Excerpts from pointing data
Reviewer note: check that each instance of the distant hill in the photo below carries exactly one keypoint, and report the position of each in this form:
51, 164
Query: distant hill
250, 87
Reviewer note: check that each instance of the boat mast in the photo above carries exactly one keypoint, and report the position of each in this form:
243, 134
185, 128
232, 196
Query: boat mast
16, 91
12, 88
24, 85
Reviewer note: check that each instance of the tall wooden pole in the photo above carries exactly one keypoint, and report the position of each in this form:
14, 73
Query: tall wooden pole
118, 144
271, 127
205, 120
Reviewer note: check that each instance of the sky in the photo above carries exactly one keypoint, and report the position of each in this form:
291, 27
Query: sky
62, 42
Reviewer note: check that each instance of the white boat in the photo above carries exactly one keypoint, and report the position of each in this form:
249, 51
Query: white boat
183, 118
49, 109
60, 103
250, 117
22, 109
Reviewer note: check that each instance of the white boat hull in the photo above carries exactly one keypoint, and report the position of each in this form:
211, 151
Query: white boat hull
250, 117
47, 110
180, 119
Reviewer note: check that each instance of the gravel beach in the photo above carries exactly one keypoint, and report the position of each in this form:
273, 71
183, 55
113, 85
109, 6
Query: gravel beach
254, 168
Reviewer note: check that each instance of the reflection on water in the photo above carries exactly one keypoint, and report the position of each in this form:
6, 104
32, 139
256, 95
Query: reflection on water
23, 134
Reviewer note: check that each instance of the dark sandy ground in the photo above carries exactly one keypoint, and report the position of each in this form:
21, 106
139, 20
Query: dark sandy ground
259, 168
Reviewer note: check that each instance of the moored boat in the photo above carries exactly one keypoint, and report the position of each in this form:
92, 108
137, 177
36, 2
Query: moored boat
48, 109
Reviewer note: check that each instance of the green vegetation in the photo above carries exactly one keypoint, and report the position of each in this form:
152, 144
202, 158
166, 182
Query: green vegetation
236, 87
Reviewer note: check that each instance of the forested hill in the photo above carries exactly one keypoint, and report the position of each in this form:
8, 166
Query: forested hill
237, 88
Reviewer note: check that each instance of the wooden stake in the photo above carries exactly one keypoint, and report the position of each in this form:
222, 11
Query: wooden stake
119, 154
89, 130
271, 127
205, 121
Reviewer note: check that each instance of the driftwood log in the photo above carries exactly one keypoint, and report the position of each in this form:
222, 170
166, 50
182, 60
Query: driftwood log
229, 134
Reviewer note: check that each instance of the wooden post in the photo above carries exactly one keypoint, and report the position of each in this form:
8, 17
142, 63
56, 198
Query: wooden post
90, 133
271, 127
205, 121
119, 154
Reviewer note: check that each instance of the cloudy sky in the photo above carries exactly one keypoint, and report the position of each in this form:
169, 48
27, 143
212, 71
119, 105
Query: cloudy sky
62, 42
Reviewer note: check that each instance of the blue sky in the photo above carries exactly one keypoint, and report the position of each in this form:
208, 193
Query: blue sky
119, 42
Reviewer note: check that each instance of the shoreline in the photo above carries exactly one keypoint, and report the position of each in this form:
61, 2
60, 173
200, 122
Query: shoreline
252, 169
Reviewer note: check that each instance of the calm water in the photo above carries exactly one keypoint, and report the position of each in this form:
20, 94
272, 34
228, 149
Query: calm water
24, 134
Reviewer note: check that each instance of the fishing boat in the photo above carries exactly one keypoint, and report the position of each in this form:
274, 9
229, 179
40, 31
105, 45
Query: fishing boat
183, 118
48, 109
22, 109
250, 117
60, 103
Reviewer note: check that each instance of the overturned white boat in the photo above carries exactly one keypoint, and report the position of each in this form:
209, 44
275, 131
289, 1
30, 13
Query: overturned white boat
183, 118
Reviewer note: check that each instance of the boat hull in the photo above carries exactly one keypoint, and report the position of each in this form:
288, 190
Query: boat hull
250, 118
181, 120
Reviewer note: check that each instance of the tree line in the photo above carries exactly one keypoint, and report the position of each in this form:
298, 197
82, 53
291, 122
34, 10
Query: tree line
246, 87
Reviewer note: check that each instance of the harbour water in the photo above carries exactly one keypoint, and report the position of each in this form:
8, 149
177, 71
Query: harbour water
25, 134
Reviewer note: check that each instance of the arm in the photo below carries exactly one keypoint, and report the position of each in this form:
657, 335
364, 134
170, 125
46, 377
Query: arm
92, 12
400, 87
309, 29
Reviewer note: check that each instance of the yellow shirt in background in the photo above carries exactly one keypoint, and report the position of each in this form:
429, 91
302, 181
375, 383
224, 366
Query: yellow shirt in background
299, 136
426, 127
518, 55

# Exercise description
Turn the lines above into a numbered list, skipping any blank lines.

# Solution for this task
1. Reviewer note: check that each instance of the distant hill in the photo below carries exactly one keypoint, and report the position of each in this form:
2. 51, 164
3. Query: distant hill
4. 250, 87
5. Reviewer note: check that each instance of the boat mast in the photo above carries exactly one keypoint, and report the position of each in this form:
6. 243, 134
7. 185, 128
8. 232, 196
9. Query: boat mast
10. 16, 91
11. 12, 88
12. 24, 85
13. Reviewer note: check that each instance of the tall wooden pole in the photo above carries exactly one keypoint, and report the position of each in this form:
14. 14, 73
15. Query: tall wooden pole
16. 118, 144
17. 271, 127
18. 205, 120
19. Reviewer note: check that each instance of the sky in the photo above carries exactly one keypoint, and report the position of each in this form:
20. 291, 27
21. Query: sky
22. 62, 42
23. Reviewer note: check that each instance of the white boat in the photo above carries exactly one keypoint, and report the position of each in this form:
24. 249, 51
25. Query: white boat
26. 183, 118
27. 49, 109
28. 60, 103
29. 250, 117
30. 22, 109
31. Reviewer note: check that each instance of the white boat hull in the photo above carries exactly one keypoint, and report the position of each in this form:
32. 211, 151
33. Query: white boat hull
34. 250, 117
35. 47, 110
36. 180, 119
37. Reviewer note: check that each instance of the gravel beach in the photo above carries exactly one keypoint, and report the position of each in this form:
38. 273, 71
39. 183, 55
40. 113, 85
41. 109, 6
42. Query: gravel beach
43. 254, 168
44. Reviewer note: check that each instance of the reflection on water in the photo above carries exactly one keypoint, and report the position of each in this form:
45. 6, 104
46. 32, 139
47. 256, 95
48. Query: reflection on water
49. 23, 134
50. Reviewer note: check that each instance of the dark sandy ground in the photo above carries exactly one keypoint, and report the position of each in this form:
51. 21, 106
52. 139, 20
53. Query: dark sandy ground
54. 259, 168
55. Reviewer note: check that each instance of the moored boat in the photo above carries exactly one keypoint, and report the position of each in this form:
56. 92, 108
57. 137, 177
58. 36, 2
59. Query: moored boat
60. 48, 109
61. Reviewer note: check that each instance of the green vegetation in the photo above carries exactly one keypoint, and report the position of each in this form:
62. 152, 144
63. 202, 158
64. 166, 182
65. Query: green vegetation
66. 236, 87
67. Reviewer note: check that each instance of the forested hill in the photo above carries exactly one keypoint, and report the position of each in this form:
68. 8, 166
69. Query: forested hill
70. 237, 88
71. Reviewer note: check that each instance of the wooden stake in the photo above carries exactly one keypoint, and report the position of each in this form:
72. 222, 11
73. Query: wooden stake
74. 119, 154
75. 89, 130
76. 271, 127
77. 205, 121
78. Reviewer note: check that each instance of the driftwood log in the photo above carries exactly one keypoint, and report the position of each in this form:
79. 222, 170
80. 166, 50
81. 182, 60
82. Query: driftwood log
83. 229, 134
84. Reviewer note: check that each instance of the wooden post in the photo above carries exactly one keypoint, and report the position of each in this form:
85. 8, 17
86. 142, 63
87. 56, 198
88. Query: wooden post
89. 90, 133
90. 271, 127
91. 205, 121
92. 119, 154
93. Reviewer note: check that each instance of the cloudy sky in the photo above carries exactly one keypoint, and report the position of each in this form:
94. 169, 48
95. 27, 143
96. 212, 71
97. 119, 105
98. Query: cloudy sky
99. 62, 42
100. Reviewer note: check that each instance of the blue sky in the photo above carries exactly one keypoint, and report the position of each in this form:
101. 208, 193
102. Query: blue sky
103. 119, 42
104. Reviewer note: check that each instance of the shoreline in the photo above carries exactly one keypoint, and report the position of each in this form:
105. 61, 2
106. 60, 173
107. 200, 122
108. Query: shoreline
109. 252, 169
110. Reviewer note: check that each instance of the calm water in the photo above carries exactly one keypoint, and report the position of each in this form:
111. 20, 94
112. 272, 34
113. 228, 149
114. Query: calm water
115. 24, 134
116. Reviewer note: check that each instance of the fishing boat in the photo above carries exactly one keypoint, and report the position of each in this form:
117. 274, 9
118. 229, 179
119. 40, 31
120. 105, 45
121. Query: fishing boat
122. 183, 118
123. 48, 109
124. 22, 109
125. 250, 117
126. 60, 103
127. Reviewer note: check that each instance of the overturned white boat in the photo above carries exactly one keypoint, and report the position of each in this form:
128. 209, 44
129. 275, 131
130. 289, 1
131. 30, 13
132. Query: overturned white boat
133. 183, 118
134. Reviewer note: check that each instance of the boat hull in the photo above carries exactly one keypoint, and report the position of each in this form:
135. 288, 190
136. Query: boat hull
137. 250, 118
138. 181, 120
139. Reviewer note: check that each instance of the tree line in the photo above carries exactly one keypoint, and report the position of each in this form:
140. 298, 197
141. 82, 53
142. 291, 122
143. 34, 10
144. Query: tree line
145. 246, 87
146. Reviewer note: check that each instance of the harbour water in the photo above carries exactly one keypoint, and report the position of each in this form:
147. 8, 149
148. 177, 71
149. Query: harbour water
150. 25, 134
151. Reviewer note: check that each instance of the arm in the photo below carries exactly one keypoint, and report the position of each in this form:
152. 657, 335
153. 364, 134
154. 170, 125
155. 46, 377
156. Query: arm
157. 92, 12
158. 400, 87
159. 309, 29
160. Reviewer note: check that each instance of the yellow shirt in background in the photo above carries exactly one keypoint, and report the position of each in this form:
161. 429, 91
162. 302, 181
163. 375, 383
164. 224, 366
165. Query: yellow shirt in background
166. 299, 136
167. 426, 127
168. 518, 55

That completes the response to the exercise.